══ DATENAUSZUG ══

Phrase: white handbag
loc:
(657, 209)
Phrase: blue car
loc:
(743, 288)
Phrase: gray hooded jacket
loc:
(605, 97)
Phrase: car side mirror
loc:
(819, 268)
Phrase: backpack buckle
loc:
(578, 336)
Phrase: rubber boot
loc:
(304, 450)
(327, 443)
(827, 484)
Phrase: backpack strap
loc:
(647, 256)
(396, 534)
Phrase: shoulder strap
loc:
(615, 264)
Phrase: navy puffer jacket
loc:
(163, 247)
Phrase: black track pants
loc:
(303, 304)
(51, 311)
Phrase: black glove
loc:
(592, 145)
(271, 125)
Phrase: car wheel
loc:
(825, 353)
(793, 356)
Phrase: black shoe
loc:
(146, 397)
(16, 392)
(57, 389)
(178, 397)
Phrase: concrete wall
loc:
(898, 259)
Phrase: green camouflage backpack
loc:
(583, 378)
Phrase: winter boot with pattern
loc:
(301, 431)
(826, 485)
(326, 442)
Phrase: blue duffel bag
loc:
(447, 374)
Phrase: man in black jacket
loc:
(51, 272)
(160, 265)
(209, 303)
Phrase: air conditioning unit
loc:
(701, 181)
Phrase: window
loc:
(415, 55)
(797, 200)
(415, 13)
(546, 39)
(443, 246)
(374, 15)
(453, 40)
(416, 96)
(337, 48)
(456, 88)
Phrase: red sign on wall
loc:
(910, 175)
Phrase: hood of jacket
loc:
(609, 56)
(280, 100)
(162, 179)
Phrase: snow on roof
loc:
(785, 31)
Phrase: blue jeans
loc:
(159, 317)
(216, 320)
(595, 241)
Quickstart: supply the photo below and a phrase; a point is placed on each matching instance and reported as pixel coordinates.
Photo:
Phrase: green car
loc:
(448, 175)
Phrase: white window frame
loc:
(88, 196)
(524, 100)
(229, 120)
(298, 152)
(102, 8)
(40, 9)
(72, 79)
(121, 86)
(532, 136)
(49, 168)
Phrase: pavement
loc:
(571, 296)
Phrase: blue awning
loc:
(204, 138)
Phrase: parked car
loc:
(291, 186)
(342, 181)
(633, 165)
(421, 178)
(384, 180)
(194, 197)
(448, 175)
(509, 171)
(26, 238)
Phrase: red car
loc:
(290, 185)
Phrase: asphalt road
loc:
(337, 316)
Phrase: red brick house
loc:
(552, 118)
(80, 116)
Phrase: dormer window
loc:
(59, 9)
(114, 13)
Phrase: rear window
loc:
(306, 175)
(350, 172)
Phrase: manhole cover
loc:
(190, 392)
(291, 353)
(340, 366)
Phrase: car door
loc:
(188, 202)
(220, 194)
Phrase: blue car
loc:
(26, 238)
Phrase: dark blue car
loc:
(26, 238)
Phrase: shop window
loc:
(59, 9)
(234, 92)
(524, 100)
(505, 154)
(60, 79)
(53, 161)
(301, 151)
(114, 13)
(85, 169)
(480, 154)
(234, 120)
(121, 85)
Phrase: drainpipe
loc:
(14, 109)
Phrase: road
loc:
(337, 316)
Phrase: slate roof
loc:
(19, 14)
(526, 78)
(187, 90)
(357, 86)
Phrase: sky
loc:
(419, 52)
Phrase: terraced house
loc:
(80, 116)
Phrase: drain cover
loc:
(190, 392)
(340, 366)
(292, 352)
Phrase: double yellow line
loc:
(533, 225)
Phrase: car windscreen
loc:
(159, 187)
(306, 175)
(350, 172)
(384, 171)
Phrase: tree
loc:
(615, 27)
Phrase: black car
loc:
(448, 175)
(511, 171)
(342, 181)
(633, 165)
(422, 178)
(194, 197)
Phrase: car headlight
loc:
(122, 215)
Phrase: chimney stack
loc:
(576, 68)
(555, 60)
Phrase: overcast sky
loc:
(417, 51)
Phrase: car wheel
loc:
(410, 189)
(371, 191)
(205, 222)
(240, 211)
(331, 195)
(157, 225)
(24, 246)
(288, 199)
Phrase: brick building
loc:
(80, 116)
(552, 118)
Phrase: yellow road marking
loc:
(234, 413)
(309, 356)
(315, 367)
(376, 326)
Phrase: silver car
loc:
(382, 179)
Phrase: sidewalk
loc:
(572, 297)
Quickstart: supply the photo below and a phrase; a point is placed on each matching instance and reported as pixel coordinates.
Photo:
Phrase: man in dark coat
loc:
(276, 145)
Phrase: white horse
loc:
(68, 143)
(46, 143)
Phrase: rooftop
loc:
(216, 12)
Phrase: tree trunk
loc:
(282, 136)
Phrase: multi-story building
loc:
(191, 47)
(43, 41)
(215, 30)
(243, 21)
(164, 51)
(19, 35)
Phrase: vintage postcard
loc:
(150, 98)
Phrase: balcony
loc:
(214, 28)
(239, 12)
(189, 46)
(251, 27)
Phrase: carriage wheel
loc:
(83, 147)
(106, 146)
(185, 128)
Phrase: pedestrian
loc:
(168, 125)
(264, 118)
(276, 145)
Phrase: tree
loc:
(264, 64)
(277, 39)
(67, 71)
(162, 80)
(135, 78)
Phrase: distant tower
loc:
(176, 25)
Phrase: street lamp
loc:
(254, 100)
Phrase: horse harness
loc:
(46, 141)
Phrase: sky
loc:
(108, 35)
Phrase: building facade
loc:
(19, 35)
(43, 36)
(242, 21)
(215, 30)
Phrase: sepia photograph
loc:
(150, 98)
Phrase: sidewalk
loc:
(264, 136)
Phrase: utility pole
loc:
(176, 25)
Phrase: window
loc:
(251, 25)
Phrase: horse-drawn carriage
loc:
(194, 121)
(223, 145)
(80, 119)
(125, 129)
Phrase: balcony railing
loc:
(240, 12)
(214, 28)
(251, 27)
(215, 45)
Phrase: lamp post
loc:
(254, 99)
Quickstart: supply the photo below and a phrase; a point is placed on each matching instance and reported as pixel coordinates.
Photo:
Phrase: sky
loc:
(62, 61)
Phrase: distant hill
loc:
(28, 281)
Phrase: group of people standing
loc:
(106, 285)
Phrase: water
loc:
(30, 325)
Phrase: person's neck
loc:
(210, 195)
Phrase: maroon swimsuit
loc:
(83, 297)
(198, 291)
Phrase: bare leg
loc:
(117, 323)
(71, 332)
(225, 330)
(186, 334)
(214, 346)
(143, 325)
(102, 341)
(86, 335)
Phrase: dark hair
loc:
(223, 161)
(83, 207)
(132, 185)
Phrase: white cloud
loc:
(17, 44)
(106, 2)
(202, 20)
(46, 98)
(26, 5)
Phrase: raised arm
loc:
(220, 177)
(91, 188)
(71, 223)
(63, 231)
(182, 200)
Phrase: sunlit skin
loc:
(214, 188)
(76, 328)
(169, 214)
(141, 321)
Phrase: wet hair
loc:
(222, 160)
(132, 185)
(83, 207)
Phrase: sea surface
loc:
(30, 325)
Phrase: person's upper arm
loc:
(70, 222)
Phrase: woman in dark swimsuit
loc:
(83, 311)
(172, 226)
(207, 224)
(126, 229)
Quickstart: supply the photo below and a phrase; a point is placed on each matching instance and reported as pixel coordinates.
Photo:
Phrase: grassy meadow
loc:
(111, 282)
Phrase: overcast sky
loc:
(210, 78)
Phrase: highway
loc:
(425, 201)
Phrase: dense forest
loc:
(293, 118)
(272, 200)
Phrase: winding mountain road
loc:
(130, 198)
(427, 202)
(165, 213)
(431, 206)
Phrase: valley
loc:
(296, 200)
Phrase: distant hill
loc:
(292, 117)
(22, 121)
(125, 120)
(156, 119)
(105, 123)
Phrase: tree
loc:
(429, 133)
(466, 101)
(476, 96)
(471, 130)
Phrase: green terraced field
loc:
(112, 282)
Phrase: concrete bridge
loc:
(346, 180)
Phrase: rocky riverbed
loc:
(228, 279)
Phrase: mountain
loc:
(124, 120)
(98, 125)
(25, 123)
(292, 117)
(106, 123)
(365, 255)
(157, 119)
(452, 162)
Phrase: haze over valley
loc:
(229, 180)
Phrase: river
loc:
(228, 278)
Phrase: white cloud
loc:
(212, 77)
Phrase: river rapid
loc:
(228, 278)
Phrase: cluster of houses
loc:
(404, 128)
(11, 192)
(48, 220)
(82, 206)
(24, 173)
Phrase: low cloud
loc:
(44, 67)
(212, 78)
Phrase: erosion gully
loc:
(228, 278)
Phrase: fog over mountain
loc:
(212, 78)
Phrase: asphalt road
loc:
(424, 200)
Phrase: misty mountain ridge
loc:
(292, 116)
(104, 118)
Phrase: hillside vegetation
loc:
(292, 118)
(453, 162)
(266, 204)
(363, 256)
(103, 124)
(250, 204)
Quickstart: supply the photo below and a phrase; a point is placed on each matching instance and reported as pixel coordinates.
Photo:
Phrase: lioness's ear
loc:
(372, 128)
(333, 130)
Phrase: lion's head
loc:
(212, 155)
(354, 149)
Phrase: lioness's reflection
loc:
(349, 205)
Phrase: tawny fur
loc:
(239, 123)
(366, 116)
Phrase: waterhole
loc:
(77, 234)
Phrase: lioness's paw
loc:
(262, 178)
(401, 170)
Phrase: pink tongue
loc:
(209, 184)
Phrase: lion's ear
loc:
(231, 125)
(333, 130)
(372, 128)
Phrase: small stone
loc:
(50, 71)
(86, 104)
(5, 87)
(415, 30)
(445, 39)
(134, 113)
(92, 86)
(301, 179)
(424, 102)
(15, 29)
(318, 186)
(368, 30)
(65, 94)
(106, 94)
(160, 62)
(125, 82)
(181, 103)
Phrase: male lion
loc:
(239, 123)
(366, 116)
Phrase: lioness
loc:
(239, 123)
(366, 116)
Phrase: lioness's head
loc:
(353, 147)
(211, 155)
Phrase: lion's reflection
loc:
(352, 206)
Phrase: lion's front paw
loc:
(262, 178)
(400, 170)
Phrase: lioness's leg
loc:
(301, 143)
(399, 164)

═══

ZU LÖSENDE AUFGABE: Aktualisiere den Abschnitt von der Zeile mit „Phrase: waterhole“ bis zum Ende der Zeilen, beide Enden eingeschlossen: Ersetze dort „small stone“ durch „pebble“. Gib nur diesen Abschnitt wieder und lass alles andere unverändert.

VOLLSTÄNDIGE AUSGABE:
Phrase: waterhole
loc:
(77, 234)
Phrase: lioness's paw
loc:
(262, 178)
(401, 170)
Phrase: pink tongue
loc:
(209, 184)
Phrase: lion's ear
loc:
(231, 125)
(333, 130)
(372, 128)
Phrase: pebble
loc:
(50, 71)
(86, 104)
(5, 87)
(415, 30)
(445, 39)
(134, 113)
(92, 86)
(301, 179)
(424, 102)
(15, 29)
(318, 186)
(368, 30)
(65, 94)
(106, 94)
(160, 62)
(125, 82)
(181, 103)
Phrase: male lion
loc:
(239, 123)
(366, 116)
Phrase: lioness
loc:
(239, 123)
(366, 116)
Phrase: lioness's head
loc:
(353, 147)
(211, 155)
Phrase: lion's reflection
loc:
(352, 206)
Phrase: lion's front paw
loc:
(262, 178)
(400, 170)
Phrase: lioness's leg
loc:
(301, 143)
(399, 164)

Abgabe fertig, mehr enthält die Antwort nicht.